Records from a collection

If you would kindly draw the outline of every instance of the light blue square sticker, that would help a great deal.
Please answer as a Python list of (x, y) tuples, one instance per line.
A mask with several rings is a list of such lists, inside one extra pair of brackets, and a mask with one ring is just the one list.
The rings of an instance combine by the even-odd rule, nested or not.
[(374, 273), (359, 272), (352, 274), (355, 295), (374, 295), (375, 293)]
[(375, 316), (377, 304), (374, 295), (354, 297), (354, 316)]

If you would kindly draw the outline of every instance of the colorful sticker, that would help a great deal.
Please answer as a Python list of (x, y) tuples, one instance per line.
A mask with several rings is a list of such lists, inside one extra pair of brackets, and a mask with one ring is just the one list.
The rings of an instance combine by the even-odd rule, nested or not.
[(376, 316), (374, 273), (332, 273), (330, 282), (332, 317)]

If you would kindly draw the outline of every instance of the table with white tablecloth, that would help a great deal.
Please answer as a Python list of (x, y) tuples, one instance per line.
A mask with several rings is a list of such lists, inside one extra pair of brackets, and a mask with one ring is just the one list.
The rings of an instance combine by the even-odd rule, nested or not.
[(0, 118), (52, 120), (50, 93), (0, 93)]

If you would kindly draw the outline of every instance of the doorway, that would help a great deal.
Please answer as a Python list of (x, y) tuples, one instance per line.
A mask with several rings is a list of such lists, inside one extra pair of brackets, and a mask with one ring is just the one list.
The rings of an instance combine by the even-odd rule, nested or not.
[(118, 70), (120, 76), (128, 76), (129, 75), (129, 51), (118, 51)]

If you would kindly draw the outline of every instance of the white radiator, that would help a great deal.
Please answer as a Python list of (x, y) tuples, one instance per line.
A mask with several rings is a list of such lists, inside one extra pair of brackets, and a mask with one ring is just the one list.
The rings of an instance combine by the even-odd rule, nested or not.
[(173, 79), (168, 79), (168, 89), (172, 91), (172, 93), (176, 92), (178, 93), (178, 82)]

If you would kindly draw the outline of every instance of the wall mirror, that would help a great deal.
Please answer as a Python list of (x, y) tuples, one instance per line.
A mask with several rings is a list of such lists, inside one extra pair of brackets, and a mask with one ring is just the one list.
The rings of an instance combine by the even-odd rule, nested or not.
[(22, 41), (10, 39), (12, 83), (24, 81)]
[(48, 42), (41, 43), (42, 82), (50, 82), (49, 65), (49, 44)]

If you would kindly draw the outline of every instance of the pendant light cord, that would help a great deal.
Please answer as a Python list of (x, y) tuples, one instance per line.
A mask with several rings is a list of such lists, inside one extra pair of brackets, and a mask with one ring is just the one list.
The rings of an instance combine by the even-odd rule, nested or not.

▸ WRITTEN INSTRUCTION:
Reproduce the material above, substituting "object" for each occurrence of "instance" and keeping everything else unchanged.

▸ SOLUTION TO THE EXERCISE:
If you would kindly draw the outline of every object of the light blue square sticker, that would help a great deal.
Please answer as a Python list of (x, y) tuples, one object per line.
A mask with several rings is a list of such lists, inside one extra pair of brackets, and a mask with one ring is just the one list.
The rings of an object combine by the even-odd rule, nested or not.
[(374, 273), (359, 272), (352, 274), (355, 295), (374, 295), (375, 293)]
[(375, 316), (377, 304), (374, 295), (354, 297), (354, 316)]

If you would kindly draw the outline of every object of the colorful sticker, that would help a great deal.
Please answer as a Python list of (x, y) tuples, one object per line.
A mask with several rings is a list of such lists, inside one extra pair of brackets, and a mask with one ring is just the one list.
The rings of an object combine by the even-odd rule, nested or not.
[(376, 316), (374, 273), (332, 273), (330, 282), (332, 317)]

If you would kindly draw the outline of every object of the table with white tablecloth, that would help a great deal.
Please answer as a Python list of (x, y) tuples, one object per line.
A mask with several rings is a list of such lists, inside one extra pair of brackets, and a mask with one ring is just the one list.
The rings of an object combine by the even-odd rule, nested or not.
[(0, 118), (52, 120), (50, 93), (0, 93)]

If you would kindly draw the outline of every object of the doorway, that would help a great deal.
Please answer as a Python list of (x, y) tuples, one object per line.
A mask with several rings is a list of such lists, inside one extra pair of brackets, and a mask with one ring is just the one list.
The rings of an object combine by the even-odd rule, nested or not.
[(118, 70), (120, 76), (128, 76), (129, 75), (129, 51), (118, 51)]

If you would kindly draw the outline of every object of the white radiator, that would help a great deal.
Please answer as a Python list of (x, y) tuples, one object per line.
A mask with several rings is a list of such lists, inside one extra pair of brackets, and a mask with one ring is just the one list.
The rings of an object combine by the even-odd rule, nested or not.
[(173, 79), (168, 79), (168, 89), (172, 91), (172, 93), (176, 92), (178, 93), (178, 82)]

If you would kindly draw the outline of every object of the wall mirror, that would help a great deal.
Please answer as a Python list of (x, y) tuples, one object per line.
A mask with several rings is a list of such lists, inside one extra pair of brackets, and a mask with one ring is just the one list.
The rings of an object combine by the even-odd rule, nested or not.
[(22, 41), (10, 39), (12, 83), (24, 81)]
[(48, 42), (41, 43), (42, 82), (50, 82), (49, 65), (49, 44)]

If you would kindly draw the outline of every object of the pendant light cord, that would help a great deal.
Please answer as a Python list of (x, y) tuples, one object per line.
A mask with several rings is a list of such lists, inside one extra pair of brackets, and a mask with one ring is just the one list.
The rings of an object combine by the even-odd rule, nested or not.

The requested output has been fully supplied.